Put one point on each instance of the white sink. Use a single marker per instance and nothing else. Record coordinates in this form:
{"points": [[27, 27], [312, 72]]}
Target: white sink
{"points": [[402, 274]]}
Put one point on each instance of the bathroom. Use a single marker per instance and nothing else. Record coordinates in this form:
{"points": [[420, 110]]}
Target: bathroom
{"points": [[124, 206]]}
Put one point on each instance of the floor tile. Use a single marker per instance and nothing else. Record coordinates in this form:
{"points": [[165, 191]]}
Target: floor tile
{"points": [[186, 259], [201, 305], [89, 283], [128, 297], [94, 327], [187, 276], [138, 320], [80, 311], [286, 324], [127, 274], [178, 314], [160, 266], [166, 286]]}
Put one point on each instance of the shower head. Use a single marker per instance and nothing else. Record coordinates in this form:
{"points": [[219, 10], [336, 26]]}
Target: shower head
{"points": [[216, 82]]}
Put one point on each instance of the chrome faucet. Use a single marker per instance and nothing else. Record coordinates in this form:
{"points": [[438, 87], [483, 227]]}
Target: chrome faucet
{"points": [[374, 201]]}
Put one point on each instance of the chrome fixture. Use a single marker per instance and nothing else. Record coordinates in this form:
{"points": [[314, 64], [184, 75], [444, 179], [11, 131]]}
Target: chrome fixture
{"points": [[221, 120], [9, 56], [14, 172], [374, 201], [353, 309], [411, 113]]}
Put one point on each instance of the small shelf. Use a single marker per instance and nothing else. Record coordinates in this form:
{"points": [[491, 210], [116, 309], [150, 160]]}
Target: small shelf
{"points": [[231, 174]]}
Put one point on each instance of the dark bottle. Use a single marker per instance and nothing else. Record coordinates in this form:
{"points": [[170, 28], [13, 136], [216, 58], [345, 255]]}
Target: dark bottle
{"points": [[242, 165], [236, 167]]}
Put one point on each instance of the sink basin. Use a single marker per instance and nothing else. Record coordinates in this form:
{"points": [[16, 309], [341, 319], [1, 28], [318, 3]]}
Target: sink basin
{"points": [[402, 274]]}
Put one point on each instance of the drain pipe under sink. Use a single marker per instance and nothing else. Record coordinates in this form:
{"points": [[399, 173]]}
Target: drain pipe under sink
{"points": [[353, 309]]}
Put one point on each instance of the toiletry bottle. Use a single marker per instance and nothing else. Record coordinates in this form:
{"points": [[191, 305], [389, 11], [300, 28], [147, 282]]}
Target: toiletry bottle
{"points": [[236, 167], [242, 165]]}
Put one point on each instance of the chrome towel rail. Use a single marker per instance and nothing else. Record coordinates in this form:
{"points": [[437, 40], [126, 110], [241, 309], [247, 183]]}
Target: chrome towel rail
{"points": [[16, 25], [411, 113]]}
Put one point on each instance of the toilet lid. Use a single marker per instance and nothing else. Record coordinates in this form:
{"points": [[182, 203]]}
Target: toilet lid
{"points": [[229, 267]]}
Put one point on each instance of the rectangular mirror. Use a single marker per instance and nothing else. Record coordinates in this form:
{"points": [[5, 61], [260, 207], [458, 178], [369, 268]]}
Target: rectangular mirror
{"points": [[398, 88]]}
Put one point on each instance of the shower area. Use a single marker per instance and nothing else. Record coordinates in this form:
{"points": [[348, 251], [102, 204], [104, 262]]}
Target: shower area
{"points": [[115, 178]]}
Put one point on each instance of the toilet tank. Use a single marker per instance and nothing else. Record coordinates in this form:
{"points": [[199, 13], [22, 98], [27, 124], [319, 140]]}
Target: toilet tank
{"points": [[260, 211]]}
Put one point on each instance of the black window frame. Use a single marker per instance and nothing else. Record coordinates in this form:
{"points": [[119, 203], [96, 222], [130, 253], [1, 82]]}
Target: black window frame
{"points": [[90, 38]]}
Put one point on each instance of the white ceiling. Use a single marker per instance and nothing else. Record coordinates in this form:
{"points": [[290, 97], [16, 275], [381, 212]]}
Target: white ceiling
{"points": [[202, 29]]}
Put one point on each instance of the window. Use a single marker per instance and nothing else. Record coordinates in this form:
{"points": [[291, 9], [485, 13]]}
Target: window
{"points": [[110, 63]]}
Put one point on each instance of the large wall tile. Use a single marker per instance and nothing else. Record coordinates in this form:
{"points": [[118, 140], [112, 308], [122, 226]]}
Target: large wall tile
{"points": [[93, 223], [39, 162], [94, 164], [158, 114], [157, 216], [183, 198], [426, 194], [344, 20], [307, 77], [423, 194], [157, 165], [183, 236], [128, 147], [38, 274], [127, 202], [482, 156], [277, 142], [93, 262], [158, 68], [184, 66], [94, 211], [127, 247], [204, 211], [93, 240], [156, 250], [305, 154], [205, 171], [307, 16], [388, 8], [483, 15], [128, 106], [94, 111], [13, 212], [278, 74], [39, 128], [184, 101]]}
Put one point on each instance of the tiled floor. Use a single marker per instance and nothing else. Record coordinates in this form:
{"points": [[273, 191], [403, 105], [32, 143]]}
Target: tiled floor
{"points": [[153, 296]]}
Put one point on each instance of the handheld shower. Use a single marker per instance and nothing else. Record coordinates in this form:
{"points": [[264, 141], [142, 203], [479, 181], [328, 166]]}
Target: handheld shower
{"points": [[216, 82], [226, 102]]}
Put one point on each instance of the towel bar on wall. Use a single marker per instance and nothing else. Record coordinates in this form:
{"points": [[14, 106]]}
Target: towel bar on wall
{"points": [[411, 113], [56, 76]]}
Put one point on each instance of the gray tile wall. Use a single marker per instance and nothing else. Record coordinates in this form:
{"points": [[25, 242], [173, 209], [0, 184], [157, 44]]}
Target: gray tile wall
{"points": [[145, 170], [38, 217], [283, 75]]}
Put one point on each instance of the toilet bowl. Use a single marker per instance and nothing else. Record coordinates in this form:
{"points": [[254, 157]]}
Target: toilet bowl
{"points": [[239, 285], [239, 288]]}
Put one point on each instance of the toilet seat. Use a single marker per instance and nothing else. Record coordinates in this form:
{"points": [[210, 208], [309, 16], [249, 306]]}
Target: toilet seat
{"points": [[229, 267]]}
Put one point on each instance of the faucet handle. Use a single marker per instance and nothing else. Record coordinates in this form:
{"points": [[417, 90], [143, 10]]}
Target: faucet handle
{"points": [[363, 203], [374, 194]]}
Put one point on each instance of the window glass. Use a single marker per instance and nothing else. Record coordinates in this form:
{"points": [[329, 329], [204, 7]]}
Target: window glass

------------------------------------------------------------------------

- Problem to solve: Repeat the listing above without any change.

- Correct answer:
Put one point on each instance of the white sink. Use a single marker per instance and nothing else. Record coordinates in this form:
{"points": [[27, 27], [312, 72]]}
Target: white sink
{"points": [[402, 274]]}
Put one point on each instance of the bathroom. Use a single marker per instance and nothing else. Record coordinates in this form:
{"points": [[420, 110]]}
Target: bathroom
{"points": [[124, 206]]}
Put one point on each instance of the floor tile. Use a single marker per instance and nothing else. Record coordinates in this form:
{"points": [[165, 191]]}
Target: floor tile
{"points": [[186, 259], [201, 305], [89, 283], [128, 297], [94, 327], [187, 276], [138, 320], [80, 311], [286, 324], [127, 274], [178, 314], [160, 266], [166, 286]]}
Put one point on each instance of the shower head. Use a single marker per instance and nothing else. Record coordinates in this form:
{"points": [[219, 10], [336, 26]]}
Target: shower head
{"points": [[216, 82]]}
Put one point on each instance of the chrome faucet. Use a single marker per instance and nothing else. Record coordinates in this form:
{"points": [[438, 87], [483, 227]]}
Target: chrome faucet
{"points": [[374, 201]]}
Put one point on each instance of the chrome fixture. Use a single marker per instance and nothing else. Record coordinates in this form:
{"points": [[314, 64], [184, 75], [444, 179], [11, 131]]}
Target: chrome fixture
{"points": [[221, 120], [9, 56], [14, 172], [374, 201], [353, 309], [411, 113]]}
Put one point on each instance of the small shelf. Use a single marker per instance and nothing else. Record coordinates in this form:
{"points": [[491, 210], [116, 309], [150, 160]]}
Target: small shelf
{"points": [[231, 174]]}
Put one point on each instance of the dark bottle. Use a single marker per instance and nothing else. Record coordinates in this form:
{"points": [[170, 28], [13, 136], [216, 58], [345, 255]]}
Target: dark bottle
{"points": [[242, 165], [236, 167]]}
Put one point on each instance of the sink basin. Use a single marker per instance and nothing else. Record coordinates in this form:
{"points": [[16, 309], [341, 319], [1, 28], [318, 3]]}
Target: sink basin
{"points": [[402, 274]]}
Put one point on each instance of the drain pipe under sink. Use a single marker per instance and nothing else. Record coordinates in this form:
{"points": [[399, 173]]}
Target: drain pipe under sink
{"points": [[353, 309]]}
Put one point on each instance of the toiletry bottle. Use a single marker per instance and nothing else. Record coordinates in this form:
{"points": [[191, 305], [389, 11], [300, 28], [147, 282]]}
Target: toiletry bottle
{"points": [[236, 167], [242, 165]]}
Put one point on each instance of the chrome towel rail. Use a single marker per instance and nothing else. Record coordinates in this form:
{"points": [[437, 40], [126, 110], [241, 309], [247, 183]]}
Target: chrome towel rail
{"points": [[16, 25], [411, 113]]}
Put one point on each instance of the toilet lid. Use a single marker per instance and nothing else. Record coordinates in this form:
{"points": [[182, 203]]}
Target: toilet lid
{"points": [[229, 267]]}
Put one point on each instance of the rectangular mirror. Use a single marker per instance and nothing else. Record coordinates in this form:
{"points": [[5, 61], [260, 207], [458, 178], [369, 268]]}
Target: rectangular mirror
{"points": [[398, 88]]}
Put one point on each instance of the shower area. Use a single marker per instance and nothing else. Record coordinates in this form:
{"points": [[348, 251], [102, 204], [104, 262]]}
Target: shower area
{"points": [[115, 178]]}
Put one point on each instance of the toilet tank. Use a single marker per instance and nothing else. Record coordinates in this form:
{"points": [[199, 13], [22, 98], [27, 124], [319, 140]]}
Target: toilet tank
{"points": [[260, 211]]}
Put one point on each instance of the black window frame. Use a single marker per instance and nothing else. Record coordinates in this form:
{"points": [[119, 203], [96, 222], [130, 253], [1, 82]]}
Target: black window frame
{"points": [[90, 38]]}
Put one point on each instance of the white ceiling. Use a single marker per instance and nothing else. Record coordinates in this form:
{"points": [[290, 97], [16, 275], [381, 212]]}
Target: white ceiling
{"points": [[202, 29]]}
Put one point on each instance of the window. Use a single marker per instance and nothing else. Record coordinates in this form:
{"points": [[291, 9], [485, 13]]}
Target: window
{"points": [[110, 63]]}
Put one point on each instance of the large wall tile. Use a single marker per instance and nothing else. Record coordinates in this form:
{"points": [[118, 140], [112, 308], [122, 226]]}
Target: large wall tile
{"points": [[93, 223], [39, 162], [94, 164], [158, 114], [157, 216], [183, 198], [426, 194], [344, 20], [307, 77], [423, 194], [157, 165], [183, 236], [128, 147], [38, 274], [127, 202], [482, 156], [277, 142], [93, 262], [158, 68], [184, 66], [94, 211], [127, 247], [204, 211], [93, 240], [156, 250], [305, 154], [205, 171], [307, 16], [388, 8], [483, 15], [128, 106], [94, 111], [13, 212], [278, 74], [39, 128], [184, 101]]}
Put one point on each instance of the tiled floor. Use a single marker per instance and nothing else. Record coordinates in this form:
{"points": [[273, 191], [403, 105], [32, 143]]}
Target: tiled floor
{"points": [[153, 296]]}
Put one point on each instance of the handheld shower. Use a single marker per instance and nothing else. Record coordinates in this form:
{"points": [[264, 141], [142, 203], [479, 181], [328, 166]]}
Target: handheld shower
{"points": [[216, 82], [226, 102]]}
Put one point on each instance of the towel bar on wall. Use a single marker per instance and nothing else. Record coordinates in this form:
{"points": [[14, 106]]}
Target: towel bar on wall
{"points": [[411, 113], [56, 76]]}
Put one point on each instance of the gray tile wall. Use a single marker per instance and nothing else. Record coordinates in this form:
{"points": [[25, 242], [173, 209], [0, 184], [157, 44]]}
Target: gray tile wall
{"points": [[145, 170], [38, 217], [283, 75]]}
Put one point on each instance of the toilet bowl. Use a single marker per instance and nothing else. Record coordinates in this form:
{"points": [[254, 157]]}
Target: toilet bowl
{"points": [[239, 285], [239, 288]]}
Put one point on each instance of the toilet seat. Use a single marker per instance and nothing else. Record coordinates in this form:
{"points": [[210, 208], [309, 16], [249, 306]]}
Target: toilet seat
{"points": [[229, 267]]}
Put one point on each instance of the faucet handle. Use a single marker per instance and nothing else. Record coordinates in this form:
{"points": [[417, 90], [143, 10]]}
Target: faucet handle
{"points": [[363, 203], [374, 194]]}
Put one point on each instance of the window glass. Use a single marker per instance and nothing else. Record coordinates in this form:
{"points": [[329, 329], [204, 7]]}
Target: window glass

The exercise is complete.